### What this task involves
Extract every line of the material below that contains the word "blue", and copy each line in full.

begin Information shown

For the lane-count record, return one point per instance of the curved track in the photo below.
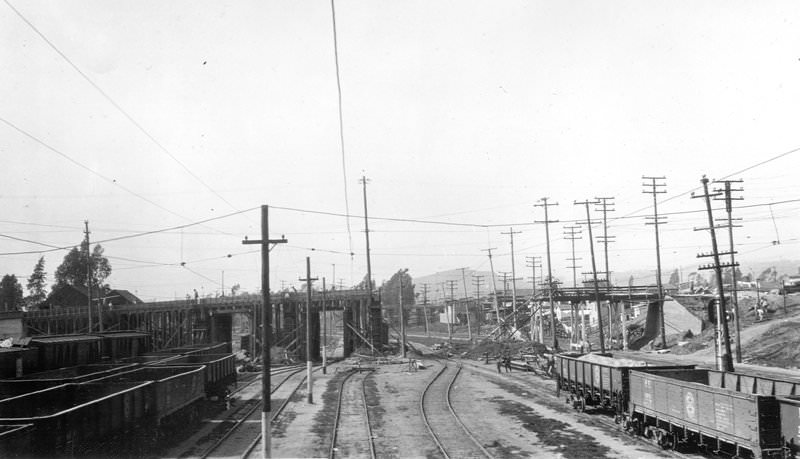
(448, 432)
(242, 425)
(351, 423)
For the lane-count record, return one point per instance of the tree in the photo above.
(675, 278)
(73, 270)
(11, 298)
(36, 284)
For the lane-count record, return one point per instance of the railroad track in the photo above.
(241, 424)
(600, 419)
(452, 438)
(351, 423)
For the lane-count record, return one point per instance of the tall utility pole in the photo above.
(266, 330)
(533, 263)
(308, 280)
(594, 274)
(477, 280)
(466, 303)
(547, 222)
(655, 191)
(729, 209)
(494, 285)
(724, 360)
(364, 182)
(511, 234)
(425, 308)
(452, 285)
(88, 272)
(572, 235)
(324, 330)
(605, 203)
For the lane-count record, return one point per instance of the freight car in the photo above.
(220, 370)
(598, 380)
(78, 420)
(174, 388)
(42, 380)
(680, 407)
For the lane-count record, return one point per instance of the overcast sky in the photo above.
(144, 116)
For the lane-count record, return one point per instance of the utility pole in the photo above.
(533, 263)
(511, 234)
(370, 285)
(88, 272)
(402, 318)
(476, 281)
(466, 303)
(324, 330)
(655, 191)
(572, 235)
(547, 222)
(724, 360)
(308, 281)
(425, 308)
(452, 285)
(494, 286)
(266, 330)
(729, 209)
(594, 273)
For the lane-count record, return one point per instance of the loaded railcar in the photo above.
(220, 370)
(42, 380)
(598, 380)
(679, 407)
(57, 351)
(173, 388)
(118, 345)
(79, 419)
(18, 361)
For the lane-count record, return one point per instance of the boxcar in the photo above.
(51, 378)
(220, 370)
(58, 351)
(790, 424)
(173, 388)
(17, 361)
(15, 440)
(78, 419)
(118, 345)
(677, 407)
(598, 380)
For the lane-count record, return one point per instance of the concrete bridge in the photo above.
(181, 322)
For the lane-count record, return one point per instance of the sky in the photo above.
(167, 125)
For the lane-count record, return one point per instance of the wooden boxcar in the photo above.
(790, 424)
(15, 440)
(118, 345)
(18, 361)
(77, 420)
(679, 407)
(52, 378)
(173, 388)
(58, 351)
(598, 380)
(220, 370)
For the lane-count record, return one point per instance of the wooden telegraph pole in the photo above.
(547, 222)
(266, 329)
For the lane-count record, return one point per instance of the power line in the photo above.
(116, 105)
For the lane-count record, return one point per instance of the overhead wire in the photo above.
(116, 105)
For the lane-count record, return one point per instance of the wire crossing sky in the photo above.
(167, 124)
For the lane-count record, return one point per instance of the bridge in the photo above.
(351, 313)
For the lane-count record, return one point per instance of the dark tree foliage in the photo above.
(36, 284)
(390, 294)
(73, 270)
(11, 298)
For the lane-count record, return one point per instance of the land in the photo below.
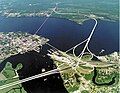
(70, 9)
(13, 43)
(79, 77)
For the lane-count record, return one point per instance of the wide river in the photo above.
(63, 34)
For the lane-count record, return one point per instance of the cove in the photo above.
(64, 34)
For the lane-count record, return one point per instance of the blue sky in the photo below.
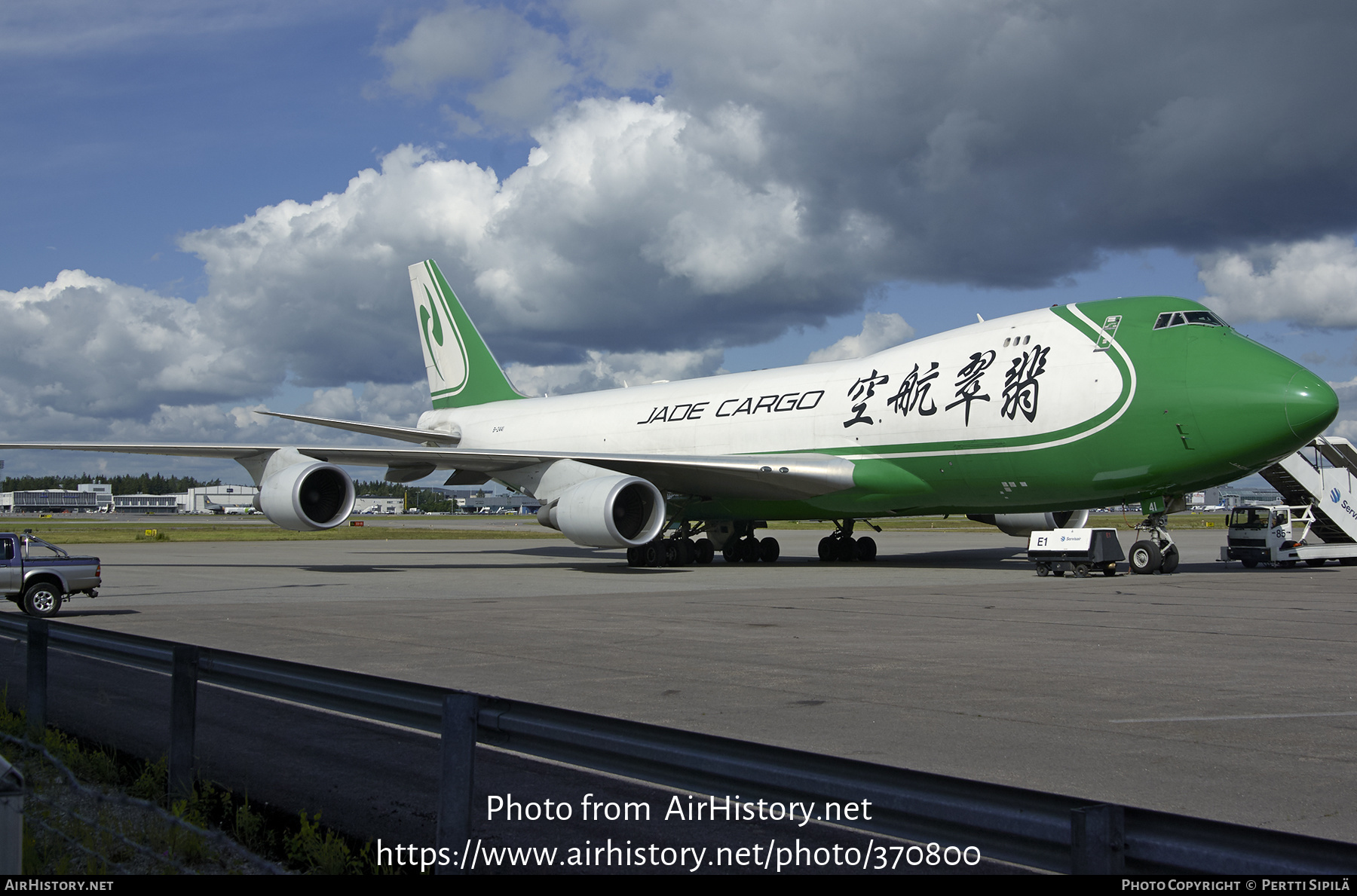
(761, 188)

end Information shown
begin Information shown

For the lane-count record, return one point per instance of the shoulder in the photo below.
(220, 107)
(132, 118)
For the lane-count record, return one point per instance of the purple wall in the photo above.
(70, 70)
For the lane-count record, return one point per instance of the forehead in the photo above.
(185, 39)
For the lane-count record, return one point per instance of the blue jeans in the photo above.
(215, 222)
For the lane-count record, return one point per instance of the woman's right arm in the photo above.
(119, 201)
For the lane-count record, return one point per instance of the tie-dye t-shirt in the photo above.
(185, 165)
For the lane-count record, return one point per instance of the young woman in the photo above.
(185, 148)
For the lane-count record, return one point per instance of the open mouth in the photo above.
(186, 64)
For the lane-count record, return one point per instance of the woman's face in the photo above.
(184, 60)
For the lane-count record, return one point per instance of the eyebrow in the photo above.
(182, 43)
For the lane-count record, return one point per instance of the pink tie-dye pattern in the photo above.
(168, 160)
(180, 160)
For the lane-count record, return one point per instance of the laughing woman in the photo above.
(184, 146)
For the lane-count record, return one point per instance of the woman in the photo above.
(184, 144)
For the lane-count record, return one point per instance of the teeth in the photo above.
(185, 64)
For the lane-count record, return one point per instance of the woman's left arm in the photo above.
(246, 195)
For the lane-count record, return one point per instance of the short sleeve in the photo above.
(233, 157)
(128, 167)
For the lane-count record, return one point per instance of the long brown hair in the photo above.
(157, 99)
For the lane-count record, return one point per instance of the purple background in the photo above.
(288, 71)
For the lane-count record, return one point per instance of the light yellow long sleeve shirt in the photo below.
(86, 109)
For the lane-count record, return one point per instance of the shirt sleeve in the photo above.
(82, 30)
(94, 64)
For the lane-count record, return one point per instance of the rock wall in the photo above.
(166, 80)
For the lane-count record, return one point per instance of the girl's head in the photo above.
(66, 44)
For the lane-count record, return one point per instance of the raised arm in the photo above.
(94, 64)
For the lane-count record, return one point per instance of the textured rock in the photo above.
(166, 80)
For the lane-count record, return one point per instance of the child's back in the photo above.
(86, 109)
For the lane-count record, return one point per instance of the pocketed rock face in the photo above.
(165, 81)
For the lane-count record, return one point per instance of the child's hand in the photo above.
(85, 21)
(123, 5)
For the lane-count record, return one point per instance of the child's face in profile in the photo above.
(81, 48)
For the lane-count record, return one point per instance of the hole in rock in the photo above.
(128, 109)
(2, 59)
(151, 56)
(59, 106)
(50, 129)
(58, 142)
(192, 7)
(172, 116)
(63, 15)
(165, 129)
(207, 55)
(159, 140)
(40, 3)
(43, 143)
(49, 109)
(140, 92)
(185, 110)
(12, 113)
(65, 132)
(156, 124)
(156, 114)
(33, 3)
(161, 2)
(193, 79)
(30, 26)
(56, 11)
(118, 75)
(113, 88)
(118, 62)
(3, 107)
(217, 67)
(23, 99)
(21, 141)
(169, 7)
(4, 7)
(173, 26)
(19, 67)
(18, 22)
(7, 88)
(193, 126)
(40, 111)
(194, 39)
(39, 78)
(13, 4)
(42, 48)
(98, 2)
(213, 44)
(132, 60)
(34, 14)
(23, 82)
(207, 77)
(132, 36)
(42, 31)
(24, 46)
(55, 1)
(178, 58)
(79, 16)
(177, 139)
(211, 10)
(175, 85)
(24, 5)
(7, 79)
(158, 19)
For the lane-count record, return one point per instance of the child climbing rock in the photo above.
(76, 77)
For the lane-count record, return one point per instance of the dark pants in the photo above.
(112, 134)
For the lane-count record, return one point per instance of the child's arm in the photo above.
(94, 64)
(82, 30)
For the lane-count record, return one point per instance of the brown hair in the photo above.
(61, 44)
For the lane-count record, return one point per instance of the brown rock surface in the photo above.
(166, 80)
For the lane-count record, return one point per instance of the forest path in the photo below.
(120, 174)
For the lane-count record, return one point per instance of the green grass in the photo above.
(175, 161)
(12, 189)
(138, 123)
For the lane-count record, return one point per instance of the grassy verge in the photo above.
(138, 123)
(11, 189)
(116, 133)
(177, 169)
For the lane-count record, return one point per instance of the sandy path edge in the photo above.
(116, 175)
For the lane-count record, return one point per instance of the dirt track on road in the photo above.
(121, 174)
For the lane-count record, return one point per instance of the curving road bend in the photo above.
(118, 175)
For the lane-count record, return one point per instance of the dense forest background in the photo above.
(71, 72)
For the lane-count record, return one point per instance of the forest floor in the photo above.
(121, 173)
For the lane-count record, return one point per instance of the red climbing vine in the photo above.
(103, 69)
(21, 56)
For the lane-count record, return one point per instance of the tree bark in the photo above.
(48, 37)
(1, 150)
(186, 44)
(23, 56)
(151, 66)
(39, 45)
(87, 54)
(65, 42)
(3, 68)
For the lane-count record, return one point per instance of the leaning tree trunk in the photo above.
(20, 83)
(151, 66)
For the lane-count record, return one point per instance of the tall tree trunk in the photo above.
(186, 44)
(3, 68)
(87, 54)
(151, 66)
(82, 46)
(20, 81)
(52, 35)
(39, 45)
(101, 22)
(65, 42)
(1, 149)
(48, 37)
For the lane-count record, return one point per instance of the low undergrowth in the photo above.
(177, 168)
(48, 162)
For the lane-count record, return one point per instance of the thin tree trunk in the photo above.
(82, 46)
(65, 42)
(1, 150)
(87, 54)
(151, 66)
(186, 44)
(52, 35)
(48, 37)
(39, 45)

end Information shown

### Exercise answer
For the lane-count record, return one point per instance of the blue sky in the photo below.
For the lane-count record, return one point per instance of the blue jeans in the photo above.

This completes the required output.